- Written problem -
Rewrite every line of the listing below, requests included, multiplying each point coordinate in the answers by 0.35 and rounding to the nearest whole number, with halves going up. Keep the numbers in the requests and their format samples unchanged.

Items from a dataset
────
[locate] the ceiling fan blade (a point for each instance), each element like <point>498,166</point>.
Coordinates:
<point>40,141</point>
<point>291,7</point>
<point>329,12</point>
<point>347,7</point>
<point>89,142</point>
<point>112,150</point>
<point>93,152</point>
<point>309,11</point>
────
- Output below -
[locate] the ceiling fan blade (a point for each instance), each element like <point>498,166</point>.
Coordinates:
<point>14,49</point>
<point>102,2</point>
<point>115,4</point>
<point>121,2</point>
<point>31,50</point>
<point>39,53</point>
<point>33,53</point>
<point>108,4</point>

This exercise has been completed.